MSU Law tests its mettle, shows its prowess

Team wins first place at ­Transactional Law Competition

(from left) Jordan Giles, Hannah Buzolits, and Allison Kruschke.

Tariq Akeel and Meg Bauer joined forces for the Jaffe Transactional Law Competition and successfully combined their unique strengths to receive first place as buyer’s counsel.

In MSU Law’s first appearance at the competition hosted by Wayne State University Law School and the firm of Jaffe Raitt Heuer and Weiss, the team was faced with the additional challenge of competing virtually due to COVID-19 health and safety advisories.

While the idea of a virtual competition caused initial concern for the team of Akeel and Bauer, they adapted quickly and, to their surprise, the format worked better than anticipated.

“I was pretty apprehensive about negotiating virtually because I thought it would hamstring us: being in the room, being able to observe body language, being able to control how you position the room or where you position yourself in the room, and being able to read each other and play off each other. I was pretty anxious about how we were going to do that, but I thought it worked really well, for the most part,” Bauer explained. “It was harder to convey body language, but it could still be done.”

The competition was carried out via a Zoom video conference with both teams representing the buyer’s and seller’s counsel able to see and converse with one another. Meanwhile, the judges were present, but they were muted and without video.

“The competition’s goal was to emulate the real-world experience, which is that a client would come into your office and say ‘I’m interested in this sale,’ ask you to write up a letter of intent, you’d draft that letter and then send it over to the other side,” Bauer said. “They look at that letter and make modifications to look the way they want and then they send it back to you to negotiate the terms.”

As a new team competing together for the first time, Akeel, a dual JD-MBA student, and Bauer navigated the competition by relying on, and learning from, each other’s individual skills.

“We were a good team together. We played off each other’s strengths. Meg’s really good at negotiation tactics and connecting with people and I understand a lot of the business aspects of the transaction and the structure, and she does as well, but our personalities kind of balance each other,” Akeel said. “At different times during the negotiations, I would lean on her or she would lean on me, and it really played well together.”

With all the sudden change and adjustments, Akeel and Bauer maneuvered the situation with characteristic calm, and they’re grateful for the experience and its unexpected lessons.

“Honestly, one of the biggest things that I took out of this is to have a little faith in myself. I had absolute faith in Tariq, but it was a good reminder that, yeah, we do know how to do this,” Bauer said. “We can do this pretty well, actually. I’ll remember that.”


Team takes second at virtual Patent Drafting Competition

Brianna Loder, George Sang and Lawrence Arsanos

Brianna Loder, George Sang and Lawrence Arsanos competed together for the first time as a team at the Midwest Regional for the National Patent Application Drafting Competition on March 14.
□ □ □ □ □
• Exercises to complete:
• 1. Based on the article, decide whether each statement agrees with it. Answer yes or no for each, and quote the words of the article that decide it.
(a) The Jaffe Transactional Law Competition was held in person.
(b) The judges were muted and without video during the Zoom conference.
(c) Akeel is a dual JD-MBA student.
• 2. Write out the stretch of the article from "In MSU Law’s" through "better than anticipated.".
• 3. List every person the article names.

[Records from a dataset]
□ □ □ □ □
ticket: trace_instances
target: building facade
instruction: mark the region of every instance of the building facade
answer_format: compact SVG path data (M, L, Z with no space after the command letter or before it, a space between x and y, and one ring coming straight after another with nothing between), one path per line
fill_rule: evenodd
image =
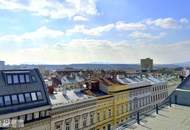
M7 128L49 130L51 106L37 69L0 71L0 89L0 121Z

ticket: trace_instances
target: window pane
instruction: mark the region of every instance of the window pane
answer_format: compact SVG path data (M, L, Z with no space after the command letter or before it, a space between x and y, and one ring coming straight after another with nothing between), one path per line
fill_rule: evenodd
M20 83L25 83L23 74L19 75L19 79L20 79Z
M25 95L26 102L31 102L30 94L29 93L25 93L24 95Z
M10 96L4 96L5 105L11 105L11 98Z
M17 95L12 95L11 98L12 98L12 103L13 103L13 104L18 104Z
M0 97L0 107L4 106L3 97Z
M13 75L13 83L18 83L18 75Z
M36 101L37 100L36 93L31 93L31 96L32 96L32 101Z
M45 111L40 112L40 117L45 117Z
M38 100L42 100L42 93L41 92L37 92L37 97L38 97Z
M30 121L30 120L32 120L32 114L27 115L27 121Z
M7 82L8 84L12 84L12 76L11 75L7 75Z
M19 94L19 95L18 95L18 98L19 98L19 102L20 102L20 103L24 103L24 102L25 102L25 100L24 100L24 95L23 95L23 94Z
M26 83L30 82L30 78L28 74L25 75L25 79L26 79Z
M39 112L35 112L34 113L34 119L38 119L39 118Z

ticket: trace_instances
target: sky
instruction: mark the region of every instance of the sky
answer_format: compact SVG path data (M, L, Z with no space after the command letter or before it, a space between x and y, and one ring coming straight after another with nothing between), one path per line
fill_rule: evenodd
M190 61L189 5L189 0L0 0L0 60Z

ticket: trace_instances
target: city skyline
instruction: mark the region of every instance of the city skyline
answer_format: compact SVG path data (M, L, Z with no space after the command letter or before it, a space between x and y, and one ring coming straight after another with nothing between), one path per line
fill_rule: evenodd
M0 0L0 59L8 64L190 61L189 4Z

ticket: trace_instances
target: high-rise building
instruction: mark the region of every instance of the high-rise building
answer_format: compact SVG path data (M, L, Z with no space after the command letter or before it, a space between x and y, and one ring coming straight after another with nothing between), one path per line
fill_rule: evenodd
M141 70L142 71L153 70L153 59L150 58L141 59Z
M0 70L5 69L5 61L0 61Z

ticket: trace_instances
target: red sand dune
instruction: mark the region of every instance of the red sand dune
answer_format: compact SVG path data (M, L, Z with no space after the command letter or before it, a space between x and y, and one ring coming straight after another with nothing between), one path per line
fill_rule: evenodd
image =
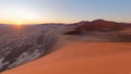
M131 74L131 44L70 42L2 74Z

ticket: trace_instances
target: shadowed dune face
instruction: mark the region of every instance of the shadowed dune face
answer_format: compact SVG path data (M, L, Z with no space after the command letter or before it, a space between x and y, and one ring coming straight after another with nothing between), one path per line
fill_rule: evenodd
M25 30L26 28L28 27L24 27L24 32L16 34L11 32L3 35L7 41L0 47L0 72L48 54L58 41L53 33L43 28L32 28L35 32Z
M126 42L69 42L45 58L2 74L130 74L130 46Z

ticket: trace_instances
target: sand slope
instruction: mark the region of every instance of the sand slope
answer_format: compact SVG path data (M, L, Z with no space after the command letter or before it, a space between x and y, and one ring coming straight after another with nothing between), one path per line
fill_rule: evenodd
M70 42L2 74L131 74L131 44Z

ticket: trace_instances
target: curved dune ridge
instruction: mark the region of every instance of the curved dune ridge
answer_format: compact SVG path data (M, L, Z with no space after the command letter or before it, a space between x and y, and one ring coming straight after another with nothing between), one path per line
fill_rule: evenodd
M131 44L68 42L57 51L2 74L131 74Z

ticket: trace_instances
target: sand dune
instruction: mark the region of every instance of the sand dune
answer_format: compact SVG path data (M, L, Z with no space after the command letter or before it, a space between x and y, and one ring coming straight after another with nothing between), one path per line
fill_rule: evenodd
M68 42L57 51L2 74L131 74L131 44Z

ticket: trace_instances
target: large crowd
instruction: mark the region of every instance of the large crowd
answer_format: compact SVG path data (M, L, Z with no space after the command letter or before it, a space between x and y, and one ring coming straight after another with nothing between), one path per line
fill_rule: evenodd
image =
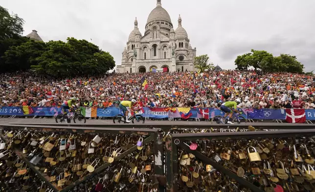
□ □ □ □ □
• Answers for the exercise:
• 1.
(a) No: "the team was faced with the additional challenge of competing virtually due to COVID-19 health and safety advisories."
(b) Yes: "the judges were present, but they were muted and without video."
(c) Yes: "Akeel, a dual JD-MBA student"

• 2.
In MSU Law’s first appearance at the competition hosted by Wayne State University Law School and the firm of Jaffe Raitt Heuer and Weiss, the team was faced with the additional challenge of competing virtually due to COVID-19 health and safety advisories.

While the idea of a virtual competition caused initial concern for the team of Akeel and Bauer, they adapted quickly and, to their surprise, the format worked better than anticipated.

• 3.
Jordan Giles
Hannah Buzolits
Allison Kruschke
Tariq Akeel
Meg Bauer
Brianna Loder
George Sang
Lawrence Arsanos